Count the lines in the records below that contain the word "hull", and give only the number.
=====
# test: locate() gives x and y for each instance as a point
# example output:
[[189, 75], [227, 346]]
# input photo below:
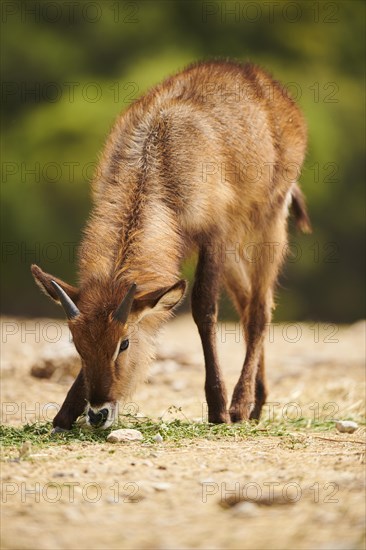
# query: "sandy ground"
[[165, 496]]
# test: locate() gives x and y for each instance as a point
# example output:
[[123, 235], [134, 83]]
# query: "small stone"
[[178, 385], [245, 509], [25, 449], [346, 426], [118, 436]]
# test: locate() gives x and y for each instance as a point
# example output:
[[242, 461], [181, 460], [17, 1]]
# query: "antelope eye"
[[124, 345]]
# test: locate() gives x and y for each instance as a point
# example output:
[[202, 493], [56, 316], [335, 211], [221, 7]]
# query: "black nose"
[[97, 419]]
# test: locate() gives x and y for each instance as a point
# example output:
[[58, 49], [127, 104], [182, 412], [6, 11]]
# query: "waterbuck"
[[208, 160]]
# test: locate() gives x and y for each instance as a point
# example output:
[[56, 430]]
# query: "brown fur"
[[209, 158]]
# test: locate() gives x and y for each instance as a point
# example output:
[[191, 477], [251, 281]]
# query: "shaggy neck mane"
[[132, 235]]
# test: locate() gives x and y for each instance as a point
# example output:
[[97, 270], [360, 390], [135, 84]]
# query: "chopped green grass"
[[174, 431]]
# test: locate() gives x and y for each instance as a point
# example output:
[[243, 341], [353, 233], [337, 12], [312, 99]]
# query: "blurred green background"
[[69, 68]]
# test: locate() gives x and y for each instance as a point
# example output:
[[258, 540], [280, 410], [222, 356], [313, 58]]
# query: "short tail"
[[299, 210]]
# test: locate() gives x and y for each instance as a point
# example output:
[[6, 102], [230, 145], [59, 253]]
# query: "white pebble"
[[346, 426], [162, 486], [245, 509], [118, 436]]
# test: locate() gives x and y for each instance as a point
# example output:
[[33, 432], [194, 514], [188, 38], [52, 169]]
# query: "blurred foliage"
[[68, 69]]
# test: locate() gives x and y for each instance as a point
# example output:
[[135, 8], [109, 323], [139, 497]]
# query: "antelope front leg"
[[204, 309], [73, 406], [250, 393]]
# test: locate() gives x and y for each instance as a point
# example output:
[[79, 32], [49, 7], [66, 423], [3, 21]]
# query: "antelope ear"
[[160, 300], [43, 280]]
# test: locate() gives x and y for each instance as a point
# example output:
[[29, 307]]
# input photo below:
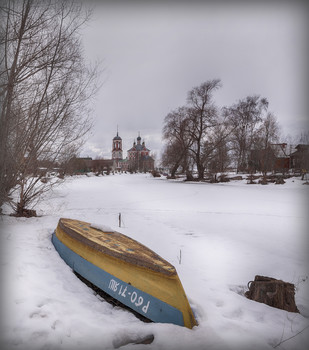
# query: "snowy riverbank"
=====
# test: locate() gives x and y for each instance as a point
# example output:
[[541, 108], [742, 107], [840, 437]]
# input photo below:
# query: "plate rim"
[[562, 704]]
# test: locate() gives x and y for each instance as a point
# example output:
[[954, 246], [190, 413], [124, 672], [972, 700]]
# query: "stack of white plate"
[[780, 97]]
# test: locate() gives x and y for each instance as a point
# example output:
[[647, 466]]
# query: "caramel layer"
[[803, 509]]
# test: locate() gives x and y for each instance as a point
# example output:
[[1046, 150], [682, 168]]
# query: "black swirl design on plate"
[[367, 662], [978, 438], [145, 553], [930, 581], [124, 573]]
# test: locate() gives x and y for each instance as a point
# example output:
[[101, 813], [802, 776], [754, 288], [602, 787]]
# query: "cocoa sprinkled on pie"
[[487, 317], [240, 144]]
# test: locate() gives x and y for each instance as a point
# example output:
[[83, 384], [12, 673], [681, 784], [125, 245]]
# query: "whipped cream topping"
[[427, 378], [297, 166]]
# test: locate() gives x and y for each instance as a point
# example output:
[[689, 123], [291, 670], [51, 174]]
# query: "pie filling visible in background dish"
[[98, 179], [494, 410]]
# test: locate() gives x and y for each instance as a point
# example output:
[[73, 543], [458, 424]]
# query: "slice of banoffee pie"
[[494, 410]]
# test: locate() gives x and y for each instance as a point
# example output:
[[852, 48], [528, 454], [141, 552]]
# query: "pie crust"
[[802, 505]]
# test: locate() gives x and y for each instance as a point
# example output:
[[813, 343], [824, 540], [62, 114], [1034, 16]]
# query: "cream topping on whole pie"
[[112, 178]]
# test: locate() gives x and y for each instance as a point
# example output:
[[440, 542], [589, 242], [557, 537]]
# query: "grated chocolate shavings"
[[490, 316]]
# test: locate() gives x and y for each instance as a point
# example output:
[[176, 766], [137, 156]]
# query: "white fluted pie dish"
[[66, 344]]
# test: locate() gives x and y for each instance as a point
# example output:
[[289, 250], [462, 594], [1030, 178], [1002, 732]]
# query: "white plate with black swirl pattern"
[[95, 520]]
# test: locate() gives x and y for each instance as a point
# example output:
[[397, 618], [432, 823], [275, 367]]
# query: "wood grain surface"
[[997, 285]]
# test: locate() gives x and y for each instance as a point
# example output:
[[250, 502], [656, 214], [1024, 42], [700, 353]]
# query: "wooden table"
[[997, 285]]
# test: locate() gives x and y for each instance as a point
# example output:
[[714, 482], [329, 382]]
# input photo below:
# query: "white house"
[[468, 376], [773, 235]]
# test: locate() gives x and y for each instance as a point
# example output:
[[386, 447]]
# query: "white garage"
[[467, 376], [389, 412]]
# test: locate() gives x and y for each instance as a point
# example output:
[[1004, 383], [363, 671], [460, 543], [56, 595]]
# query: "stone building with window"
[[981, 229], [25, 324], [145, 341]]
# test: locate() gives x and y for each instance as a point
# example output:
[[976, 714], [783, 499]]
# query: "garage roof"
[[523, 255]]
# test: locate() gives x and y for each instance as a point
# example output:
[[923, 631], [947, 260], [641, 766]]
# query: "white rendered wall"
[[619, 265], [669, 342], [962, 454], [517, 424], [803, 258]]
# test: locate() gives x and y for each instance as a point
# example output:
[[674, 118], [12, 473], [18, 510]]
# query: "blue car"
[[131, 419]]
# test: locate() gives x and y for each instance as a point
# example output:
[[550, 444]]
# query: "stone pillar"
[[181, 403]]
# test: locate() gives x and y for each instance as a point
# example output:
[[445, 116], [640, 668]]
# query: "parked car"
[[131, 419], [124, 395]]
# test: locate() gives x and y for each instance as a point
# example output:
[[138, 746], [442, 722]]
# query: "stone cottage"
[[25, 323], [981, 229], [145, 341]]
=====
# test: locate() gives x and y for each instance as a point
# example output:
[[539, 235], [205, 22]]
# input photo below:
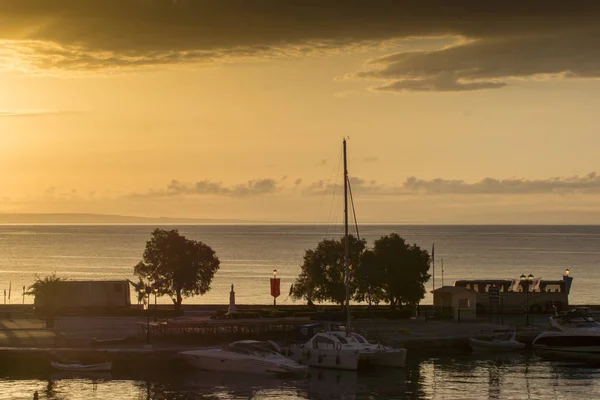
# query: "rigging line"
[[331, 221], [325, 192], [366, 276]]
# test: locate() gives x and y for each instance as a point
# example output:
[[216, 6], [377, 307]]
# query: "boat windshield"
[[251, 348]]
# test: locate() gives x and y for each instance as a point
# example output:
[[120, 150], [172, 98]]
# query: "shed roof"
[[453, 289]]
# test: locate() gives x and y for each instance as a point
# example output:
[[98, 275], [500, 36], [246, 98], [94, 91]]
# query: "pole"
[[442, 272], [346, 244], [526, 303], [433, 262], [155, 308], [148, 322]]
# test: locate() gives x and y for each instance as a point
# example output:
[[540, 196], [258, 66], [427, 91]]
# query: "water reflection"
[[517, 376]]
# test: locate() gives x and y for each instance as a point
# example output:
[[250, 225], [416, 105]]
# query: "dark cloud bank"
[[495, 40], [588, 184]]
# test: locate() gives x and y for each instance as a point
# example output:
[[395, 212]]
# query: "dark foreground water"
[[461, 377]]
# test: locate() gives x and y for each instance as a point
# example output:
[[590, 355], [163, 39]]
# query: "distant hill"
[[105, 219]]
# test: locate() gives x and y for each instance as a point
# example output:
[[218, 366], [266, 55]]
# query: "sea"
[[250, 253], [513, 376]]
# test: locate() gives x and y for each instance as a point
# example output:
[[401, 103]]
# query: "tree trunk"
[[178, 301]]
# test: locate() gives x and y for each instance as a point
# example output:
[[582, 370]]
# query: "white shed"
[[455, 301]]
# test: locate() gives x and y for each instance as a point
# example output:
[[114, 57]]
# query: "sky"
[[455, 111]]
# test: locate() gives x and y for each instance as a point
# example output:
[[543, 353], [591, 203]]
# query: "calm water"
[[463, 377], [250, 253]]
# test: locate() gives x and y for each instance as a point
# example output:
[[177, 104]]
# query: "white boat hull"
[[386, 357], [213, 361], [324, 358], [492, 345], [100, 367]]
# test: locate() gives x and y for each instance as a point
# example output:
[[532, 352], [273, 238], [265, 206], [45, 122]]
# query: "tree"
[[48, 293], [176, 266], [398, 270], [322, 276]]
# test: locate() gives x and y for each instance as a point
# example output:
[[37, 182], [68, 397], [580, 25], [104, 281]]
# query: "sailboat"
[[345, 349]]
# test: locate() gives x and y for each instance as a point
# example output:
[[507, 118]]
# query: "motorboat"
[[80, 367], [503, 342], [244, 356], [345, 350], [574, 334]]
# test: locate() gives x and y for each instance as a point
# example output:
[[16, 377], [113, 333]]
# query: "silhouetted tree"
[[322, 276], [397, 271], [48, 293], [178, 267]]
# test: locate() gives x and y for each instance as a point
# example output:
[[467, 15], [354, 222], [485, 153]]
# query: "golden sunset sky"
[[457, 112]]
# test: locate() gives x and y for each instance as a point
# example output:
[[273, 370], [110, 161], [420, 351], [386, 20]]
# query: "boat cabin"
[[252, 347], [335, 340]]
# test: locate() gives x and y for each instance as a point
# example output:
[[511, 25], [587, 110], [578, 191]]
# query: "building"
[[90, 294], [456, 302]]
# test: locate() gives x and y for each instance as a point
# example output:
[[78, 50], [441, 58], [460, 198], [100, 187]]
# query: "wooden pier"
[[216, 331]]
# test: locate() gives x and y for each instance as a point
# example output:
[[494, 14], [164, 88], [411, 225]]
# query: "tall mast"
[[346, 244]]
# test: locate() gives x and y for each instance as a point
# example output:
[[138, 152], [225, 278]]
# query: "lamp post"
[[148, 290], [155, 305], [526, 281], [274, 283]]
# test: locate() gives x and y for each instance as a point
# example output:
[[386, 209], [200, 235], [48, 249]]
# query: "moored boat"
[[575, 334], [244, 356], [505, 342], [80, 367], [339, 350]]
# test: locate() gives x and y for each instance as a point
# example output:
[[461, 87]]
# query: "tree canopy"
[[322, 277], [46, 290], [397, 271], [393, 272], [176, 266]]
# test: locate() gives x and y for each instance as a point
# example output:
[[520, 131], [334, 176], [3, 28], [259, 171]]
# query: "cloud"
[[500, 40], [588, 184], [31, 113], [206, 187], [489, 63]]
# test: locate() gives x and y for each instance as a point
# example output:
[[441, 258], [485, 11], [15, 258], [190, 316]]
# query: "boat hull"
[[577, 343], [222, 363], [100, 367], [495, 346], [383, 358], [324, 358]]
=====
Task solution
2